* [Exercise task]
Reproduce all entries precisely as they are written.
━━━━━━━━━━━━━━━━
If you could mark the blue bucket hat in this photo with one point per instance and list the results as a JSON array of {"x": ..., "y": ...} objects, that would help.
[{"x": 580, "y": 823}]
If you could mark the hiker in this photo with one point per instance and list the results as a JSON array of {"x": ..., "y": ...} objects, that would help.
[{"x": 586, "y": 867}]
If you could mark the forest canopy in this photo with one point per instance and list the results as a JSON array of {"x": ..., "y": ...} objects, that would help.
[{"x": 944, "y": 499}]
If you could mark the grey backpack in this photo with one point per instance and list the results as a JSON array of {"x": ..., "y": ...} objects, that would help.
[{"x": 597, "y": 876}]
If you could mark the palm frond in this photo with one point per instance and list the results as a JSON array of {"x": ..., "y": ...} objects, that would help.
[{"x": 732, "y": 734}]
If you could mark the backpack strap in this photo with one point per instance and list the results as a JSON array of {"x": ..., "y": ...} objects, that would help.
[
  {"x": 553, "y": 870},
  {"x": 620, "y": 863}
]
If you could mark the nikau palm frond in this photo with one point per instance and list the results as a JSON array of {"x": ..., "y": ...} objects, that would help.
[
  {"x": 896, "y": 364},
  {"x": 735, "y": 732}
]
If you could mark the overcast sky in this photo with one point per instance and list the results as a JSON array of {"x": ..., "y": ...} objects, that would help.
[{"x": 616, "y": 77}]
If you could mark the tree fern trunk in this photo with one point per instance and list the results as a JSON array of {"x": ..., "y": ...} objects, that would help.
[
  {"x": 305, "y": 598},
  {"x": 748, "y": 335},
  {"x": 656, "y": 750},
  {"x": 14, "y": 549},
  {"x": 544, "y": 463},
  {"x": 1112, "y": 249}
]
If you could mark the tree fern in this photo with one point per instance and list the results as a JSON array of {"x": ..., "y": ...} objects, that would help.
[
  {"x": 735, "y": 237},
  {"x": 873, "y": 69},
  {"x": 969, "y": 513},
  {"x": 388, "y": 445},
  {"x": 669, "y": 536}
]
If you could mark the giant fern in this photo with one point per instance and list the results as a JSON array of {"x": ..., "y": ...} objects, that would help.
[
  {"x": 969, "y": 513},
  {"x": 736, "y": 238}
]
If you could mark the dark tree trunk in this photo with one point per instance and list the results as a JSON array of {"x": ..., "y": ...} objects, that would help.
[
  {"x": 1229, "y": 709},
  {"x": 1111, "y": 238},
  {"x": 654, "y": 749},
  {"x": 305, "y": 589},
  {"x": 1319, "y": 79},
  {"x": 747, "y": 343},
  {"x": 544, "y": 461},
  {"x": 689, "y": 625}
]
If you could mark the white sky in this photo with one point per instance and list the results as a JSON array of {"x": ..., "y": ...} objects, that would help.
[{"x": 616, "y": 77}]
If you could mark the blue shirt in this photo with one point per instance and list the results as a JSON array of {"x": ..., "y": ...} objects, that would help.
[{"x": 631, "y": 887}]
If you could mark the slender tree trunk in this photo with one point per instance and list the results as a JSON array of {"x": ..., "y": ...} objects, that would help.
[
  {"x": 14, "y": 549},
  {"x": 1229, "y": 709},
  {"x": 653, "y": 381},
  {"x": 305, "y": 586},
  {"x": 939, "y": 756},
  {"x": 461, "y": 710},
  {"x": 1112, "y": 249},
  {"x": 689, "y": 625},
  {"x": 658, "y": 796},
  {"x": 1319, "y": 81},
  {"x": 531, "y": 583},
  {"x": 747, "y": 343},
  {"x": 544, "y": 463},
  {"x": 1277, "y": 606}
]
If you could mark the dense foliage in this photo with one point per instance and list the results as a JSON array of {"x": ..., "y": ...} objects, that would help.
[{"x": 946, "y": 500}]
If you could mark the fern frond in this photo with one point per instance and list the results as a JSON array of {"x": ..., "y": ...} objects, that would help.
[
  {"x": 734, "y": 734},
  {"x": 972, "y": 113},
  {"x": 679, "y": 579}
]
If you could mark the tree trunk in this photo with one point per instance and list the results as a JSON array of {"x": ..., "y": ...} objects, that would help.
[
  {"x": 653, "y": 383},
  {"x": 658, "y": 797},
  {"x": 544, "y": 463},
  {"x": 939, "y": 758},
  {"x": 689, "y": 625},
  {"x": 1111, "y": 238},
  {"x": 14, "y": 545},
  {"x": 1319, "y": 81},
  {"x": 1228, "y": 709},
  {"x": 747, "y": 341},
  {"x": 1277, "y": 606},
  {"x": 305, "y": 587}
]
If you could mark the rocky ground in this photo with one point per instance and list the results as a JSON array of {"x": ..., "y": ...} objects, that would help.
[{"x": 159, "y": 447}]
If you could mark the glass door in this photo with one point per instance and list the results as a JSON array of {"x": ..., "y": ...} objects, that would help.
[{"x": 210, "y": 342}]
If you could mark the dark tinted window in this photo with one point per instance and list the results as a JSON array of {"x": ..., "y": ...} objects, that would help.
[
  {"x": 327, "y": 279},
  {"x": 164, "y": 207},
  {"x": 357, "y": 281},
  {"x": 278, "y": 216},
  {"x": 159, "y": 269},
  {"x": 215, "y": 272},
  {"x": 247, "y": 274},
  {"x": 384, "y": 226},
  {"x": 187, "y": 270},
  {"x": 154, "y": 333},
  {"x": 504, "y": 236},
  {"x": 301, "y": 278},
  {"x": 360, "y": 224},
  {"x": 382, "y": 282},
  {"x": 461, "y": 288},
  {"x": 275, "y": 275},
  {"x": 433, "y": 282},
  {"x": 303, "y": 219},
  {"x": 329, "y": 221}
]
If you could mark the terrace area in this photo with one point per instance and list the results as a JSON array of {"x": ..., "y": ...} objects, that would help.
━━━━━━━━━━━━━━━━
* [Written reply]
If you could mark the blue bucket hat in this photo with one point per instance and list the results as a JSON array of {"x": ..., "y": ...} objects, that would help.
[{"x": 580, "y": 823}]
If you could mark the hiker in this photo with one point per instance and list the results as a JSON array of {"x": ..., "y": ...} objects, that would help.
[{"x": 586, "y": 867}]
If you could mark the forest canopy in this photo with one point per instance and list the results as a JSON array of {"x": ..., "y": ...} objects, that would help.
[{"x": 944, "y": 499}]
If you could mark the grey backpack in this photo with one point per instance and list the results as a JSON array of {"x": ..., "y": ...} objects, that would help.
[{"x": 597, "y": 876}]
If you could mark the palm frond in this photo with one point per instance and list the results as a JSON array of {"x": ..., "y": ...} objects, that would help.
[{"x": 732, "y": 734}]
If you could mark the backpack strap in this photo with one point per instance and list the results as a JSON array of {"x": ..., "y": ...} objects, that would help.
[
  {"x": 553, "y": 870},
  {"x": 620, "y": 863}
]
If you could mark the nikau palm frond in this photo with one point per instance and list the results as a JSON array of {"x": ..., "y": ...} objects, that would help.
[
  {"x": 896, "y": 364},
  {"x": 735, "y": 732}
]
If you could mark the overcast sky in this photo with one point per instance and list the results as a JSON array of {"x": ..., "y": ...} objects, that would help.
[{"x": 616, "y": 77}]
If you could mark the tree fern trunk in this photo with one point per instance and list the results as a JSON array of {"x": ..., "y": ...} objects, that would help.
[
  {"x": 305, "y": 598},
  {"x": 748, "y": 335},
  {"x": 656, "y": 750},
  {"x": 14, "y": 549},
  {"x": 544, "y": 463},
  {"x": 1112, "y": 249}
]
If you could mark the tree fern in this photo with one point per instance and list the results as a JSON array of {"x": ..., "y": ...} objects, that would help.
[
  {"x": 735, "y": 237},
  {"x": 873, "y": 69},
  {"x": 969, "y": 513},
  {"x": 388, "y": 445},
  {"x": 669, "y": 536}
]
If you could mark the giant fern in this photo with one point per instance and list the results as a JSON array of {"x": ..., "y": ...} objects, that would help.
[
  {"x": 969, "y": 513},
  {"x": 736, "y": 238}
]
If you could mark the dark tree trunk in this photo with one point per instance and list the results as a JSON array of {"x": ..., "y": ...} objects, that would help.
[
  {"x": 1229, "y": 709},
  {"x": 1111, "y": 238},
  {"x": 654, "y": 749},
  {"x": 305, "y": 589},
  {"x": 1319, "y": 79},
  {"x": 747, "y": 343},
  {"x": 544, "y": 461},
  {"x": 689, "y": 625}
]
If you could mark the white sky in this photo with one point per instance and list the results as a JSON array of {"x": ..., "y": ...} objects, that would help.
[{"x": 616, "y": 77}]
If you could mark the blue shirt in this photo with one point per instance and list the results as a JSON array of {"x": ..., "y": ...} objects, that would help.
[{"x": 631, "y": 887}]
If you could mark the slender tree trunk in this photo with one point per instance and list the results as a JSON array of {"x": ..., "y": ...} objects, that would help.
[
  {"x": 14, "y": 549},
  {"x": 1229, "y": 709},
  {"x": 653, "y": 381},
  {"x": 305, "y": 586},
  {"x": 939, "y": 756},
  {"x": 461, "y": 710},
  {"x": 1112, "y": 249},
  {"x": 689, "y": 625},
  {"x": 658, "y": 796},
  {"x": 1319, "y": 81},
  {"x": 531, "y": 583},
  {"x": 747, "y": 343},
  {"x": 544, "y": 463},
  {"x": 1277, "y": 606}
]
If you could mark the dense foliage in this photo with one point per instance and list the results as a JSON array of {"x": ..., "y": ...} objects, that would help.
[{"x": 946, "y": 500}]
If you could mark the fern frond in this photo with one point per instance and list the results as a JSON array of {"x": ..., "y": ...} objects, that would help.
[
  {"x": 734, "y": 734},
  {"x": 972, "y": 113},
  {"x": 679, "y": 579}
]
If you could mark the tree trunk in this photo with one point per instance and list the results as a JSON array of {"x": ..., "y": ...} objects, that would help.
[
  {"x": 653, "y": 383},
  {"x": 658, "y": 797},
  {"x": 544, "y": 463},
  {"x": 939, "y": 758},
  {"x": 689, "y": 625},
  {"x": 1111, "y": 238},
  {"x": 14, "y": 545},
  {"x": 1319, "y": 81},
  {"x": 1228, "y": 709},
  {"x": 747, "y": 341},
  {"x": 1277, "y": 606},
  {"x": 305, "y": 587}
]
If you could mark the rocky ground in this photo with one point per instance and list the results as a JSON array of {"x": ..., "y": ...} objects, that would help.
[{"x": 159, "y": 447}]
If you could mark the glass door in this photo with one point per instance and list the results as a JSON array of {"x": ..., "y": ...} objects, that would help.
[{"x": 210, "y": 342}]
If you could mark the dark tinted window in this photo with one point per instance and list the results as a JSON array of {"x": ..., "y": ...} objects, that would help.
[
  {"x": 327, "y": 279},
  {"x": 164, "y": 207},
  {"x": 357, "y": 281},
  {"x": 278, "y": 216},
  {"x": 159, "y": 269},
  {"x": 215, "y": 272},
  {"x": 247, "y": 274},
  {"x": 384, "y": 226},
  {"x": 187, "y": 270},
  {"x": 154, "y": 333},
  {"x": 504, "y": 236},
  {"x": 301, "y": 278},
  {"x": 360, "y": 224},
  {"x": 382, "y": 282},
  {"x": 461, "y": 288},
  {"x": 275, "y": 275},
  {"x": 433, "y": 282},
  {"x": 303, "y": 219},
  {"x": 329, "y": 221}
]
If you could mark the terrace area in this photo with one point per instance and list the results as a JSON array of {"x": ..., "y": ...} objects, that would help.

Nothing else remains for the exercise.